The entries are to be written out word for word, with their images left out.

Items from a dataset
[Start of section]

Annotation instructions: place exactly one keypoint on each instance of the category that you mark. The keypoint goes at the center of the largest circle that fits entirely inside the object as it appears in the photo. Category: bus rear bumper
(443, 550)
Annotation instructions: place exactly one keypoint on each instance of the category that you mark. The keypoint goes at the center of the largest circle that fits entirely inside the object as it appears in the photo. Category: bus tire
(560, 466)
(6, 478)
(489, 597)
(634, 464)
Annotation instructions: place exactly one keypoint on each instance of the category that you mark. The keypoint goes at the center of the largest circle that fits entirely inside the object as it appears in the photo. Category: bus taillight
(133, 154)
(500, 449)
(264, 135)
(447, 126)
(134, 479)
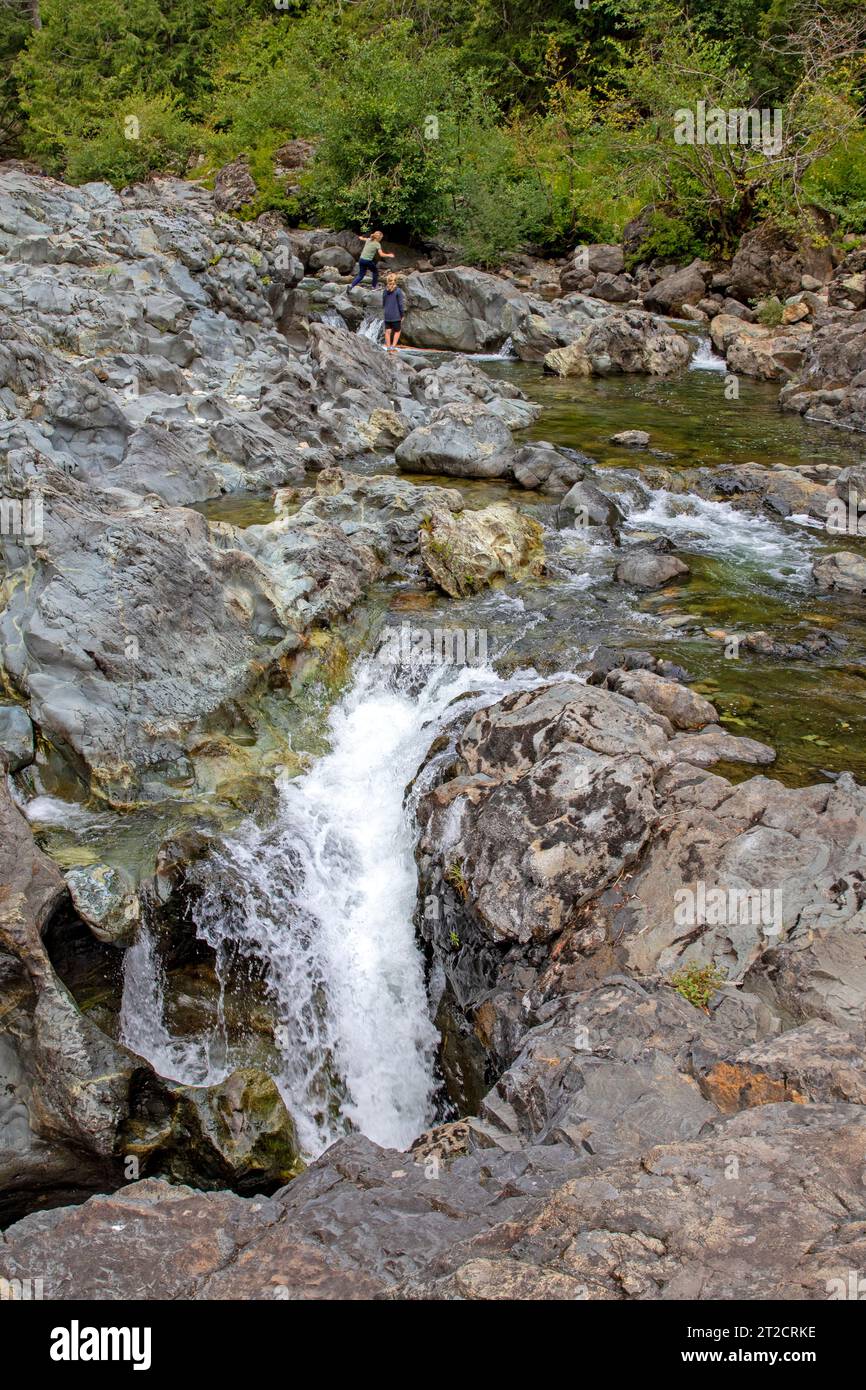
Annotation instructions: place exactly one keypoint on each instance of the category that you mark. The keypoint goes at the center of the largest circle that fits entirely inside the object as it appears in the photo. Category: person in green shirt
(369, 259)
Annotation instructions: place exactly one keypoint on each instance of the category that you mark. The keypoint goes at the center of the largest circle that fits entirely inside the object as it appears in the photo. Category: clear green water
(745, 576)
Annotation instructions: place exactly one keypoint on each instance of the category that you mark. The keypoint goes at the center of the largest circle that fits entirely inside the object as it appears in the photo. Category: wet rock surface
(649, 979)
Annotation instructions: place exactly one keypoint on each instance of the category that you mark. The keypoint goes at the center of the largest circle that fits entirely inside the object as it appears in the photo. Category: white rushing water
(705, 357)
(709, 527)
(373, 327)
(324, 897)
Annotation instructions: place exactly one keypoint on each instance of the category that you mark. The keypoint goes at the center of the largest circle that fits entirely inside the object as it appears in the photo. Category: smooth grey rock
(17, 744)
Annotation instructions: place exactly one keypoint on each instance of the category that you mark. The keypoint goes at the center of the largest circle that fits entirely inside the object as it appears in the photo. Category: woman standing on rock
(371, 250)
(394, 307)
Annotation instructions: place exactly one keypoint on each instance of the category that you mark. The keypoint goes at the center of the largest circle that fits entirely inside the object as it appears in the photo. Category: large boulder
(234, 186)
(647, 570)
(773, 262)
(459, 441)
(623, 342)
(79, 1111)
(463, 310)
(464, 552)
(685, 287)
(841, 570)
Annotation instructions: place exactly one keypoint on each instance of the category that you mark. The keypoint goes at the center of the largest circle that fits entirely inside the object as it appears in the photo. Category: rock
(736, 310)
(681, 706)
(783, 847)
(841, 570)
(620, 344)
(587, 505)
(631, 438)
(123, 697)
(293, 154)
(848, 291)
(541, 467)
(234, 1133)
(460, 442)
(234, 186)
(831, 382)
(107, 902)
(535, 1226)
(645, 570)
(772, 262)
(463, 553)
(795, 313)
(72, 1097)
(773, 357)
(616, 289)
(335, 256)
(555, 769)
(17, 745)
(673, 292)
(463, 310)
(603, 259)
(815, 1062)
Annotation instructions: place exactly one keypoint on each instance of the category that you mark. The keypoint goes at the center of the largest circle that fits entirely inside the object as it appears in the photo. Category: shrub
(698, 983)
(149, 136)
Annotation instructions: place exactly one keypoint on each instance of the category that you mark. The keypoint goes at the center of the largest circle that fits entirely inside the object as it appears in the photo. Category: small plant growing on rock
(456, 877)
(698, 983)
(769, 312)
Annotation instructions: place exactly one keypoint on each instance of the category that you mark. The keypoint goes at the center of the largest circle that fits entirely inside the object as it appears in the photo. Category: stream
(321, 894)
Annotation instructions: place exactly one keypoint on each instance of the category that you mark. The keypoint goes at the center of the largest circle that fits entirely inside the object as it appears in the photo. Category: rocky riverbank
(647, 961)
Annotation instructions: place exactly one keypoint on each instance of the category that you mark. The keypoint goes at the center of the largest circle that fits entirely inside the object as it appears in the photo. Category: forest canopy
(489, 123)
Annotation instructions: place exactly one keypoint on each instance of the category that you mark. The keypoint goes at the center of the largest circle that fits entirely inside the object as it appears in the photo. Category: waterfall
(373, 327)
(324, 898)
(705, 357)
(142, 1026)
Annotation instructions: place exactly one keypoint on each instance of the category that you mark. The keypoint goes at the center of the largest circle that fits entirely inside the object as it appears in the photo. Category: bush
(838, 184)
(769, 312)
(698, 983)
(669, 238)
(148, 138)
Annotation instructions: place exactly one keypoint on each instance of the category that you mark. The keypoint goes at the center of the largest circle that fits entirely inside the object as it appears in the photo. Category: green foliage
(669, 238)
(769, 312)
(491, 123)
(698, 983)
(150, 136)
(456, 877)
(838, 182)
(14, 31)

[End of section]

Result –
Annotation instructions: place exactly one keypoint on each instance of the category that you mark. The keypoint goes at the center of the largest circle that fits entirely inside the object as it appears in the photo. Category: bus rear bumper
(443, 550)
Annotation instructions: place exactly one keypoint on each instance of the category that you mark. The keypoint goes at the center of the largest circle that fits entirely inside the object as it appears in the photo. Category: bus tire
(560, 466)
(6, 478)
(489, 597)
(634, 464)
Annotation instructions: place exactly one keypoint on each instance of the category that you mark. The keypoint goes at the center of the largest circle that fits entirely inside the object as it appears in the photo. Category: bus taillight
(133, 154)
(500, 449)
(264, 135)
(447, 126)
(134, 479)
Annotation instructions: place exactly one keypoint on each instance of the category that you mark. The keypoint goes at the center of the largest circle that fits entirely inside the object as it appears in the photo. Category: person in green shirt
(369, 259)
Annotation instructions: place exactly one keypoint on each instance of the category that you mark. The keypoint goes at the center of the largest circle that fits entirely inside the object as it appears in the photo. Category: clear green water
(745, 576)
Annotation instructions: place exactly one keypoint on each instance of the category that you mark. The keypoint goes at the center of the largest circle that fits entirely inside the object as it appears in the photo. Category: wet rock surface
(649, 979)
Annotation instructions: place exactly one keypoint on each instance of the category that you mark. The keypoint goes at the center of the largest circle that fits entirely inside the object as it appears in the photo. Category: white rushing water
(705, 357)
(709, 527)
(373, 327)
(324, 897)
Annotation instructions: place exactly one keypoint on each instance of the category that you mark. The keypoint goes at the center of the largest circle that fits entirely inside the object as it appears in the photo. Category: smooth grey rock
(17, 744)
Annotation instructions: place exactly one keypoint on each instance of the category that you mark. The keypoint goes at the center of the largest circle that fits entirely inside the object as it appears in the photo. Category: woman standing on rock
(371, 250)
(394, 307)
Annotation instructions: place exactly one keypoint on each instance of the category that you mark. The keypoint goes at the center of the largest circle that fits entirely inside the object as it appears in the photo. Category: large boulder
(234, 186)
(647, 570)
(773, 262)
(459, 441)
(623, 342)
(79, 1111)
(463, 310)
(464, 552)
(685, 287)
(841, 570)
Annotation instructions: place exactly one keypoint on each instance of the category that you mark. The keypoint goes at the center of the largest circle that fits entirely inside the object as it appears in the photo. Category: rock
(736, 310)
(681, 706)
(783, 847)
(841, 570)
(620, 344)
(587, 505)
(631, 438)
(123, 697)
(293, 154)
(848, 291)
(541, 467)
(234, 1133)
(460, 442)
(234, 186)
(831, 382)
(107, 902)
(535, 1226)
(645, 570)
(772, 262)
(463, 553)
(795, 313)
(72, 1097)
(773, 357)
(616, 289)
(335, 256)
(555, 769)
(17, 745)
(673, 292)
(463, 310)
(603, 259)
(815, 1062)
Annotation instructions: place exactly one keypoint on each instance of the category that you mark. The keypoint goes at the center of the largest circle that fits entirely inside the object as it appears in the photo. Category: shrub
(698, 983)
(149, 136)
Annotation instructions: place exactly one keypoint on each instance of the category that you mark. The keypoint goes at the center of the largest circle that fits entirely inside the object as it appears in the photo. Category: small plant growing on rock
(456, 877)
(698, 983)
(769, 312)
Annotation instructions: place exactly one keypoint on each instance of the category that you mark. The keypoint goes at the center of the largest circle that fits entirely inside the object as it appears in the photo. Category: stream
(321, 894)
Annotation instructions: place exactly one keypoint on each instance of the category that you mark. The keypoint goes at the center of the largest circle that fits entirely inside the object as it appears in the photo. Category: rocky riverbank
(647, 961)
Annotation instructions: place exactly one keypoint on each instance of the category that you mark. The keypoint goes at the center of the largest circle that fits entirely inside the object as it appears in the photo. Category: forest canopy
(489, 123)
Annotation instructions: place exactly one keypoint on each instance of the category that you mark. The keypoint goes at the center of the largest circle that fits entirely inside the object as it appears in the photo. Category: waterfall
(373, 327)
(324, 898)
(705, 357)
(142, 1026)
Annotation instructions: place exactly one keypoint on each instance of the category that you mark. The keypoint goes at the center of the largest circle that fits entirely inside the object as it appears in the photo. Category: bush
(838, 184)
(769, 312)
(698, 983)
(669, 238)
(148, 138)
Annotation instructions: place exactly one keypoint on each instance of the category that you mark. The keypoint goes at the center of the largest circle that fits entirely inside the object as it appears in the photo. Category: green foliage
(669, 238)
(769, 312)
(491, 123)
(698, 983)
(150, 136)
(456, 877)
(838, 182)
(14, 31)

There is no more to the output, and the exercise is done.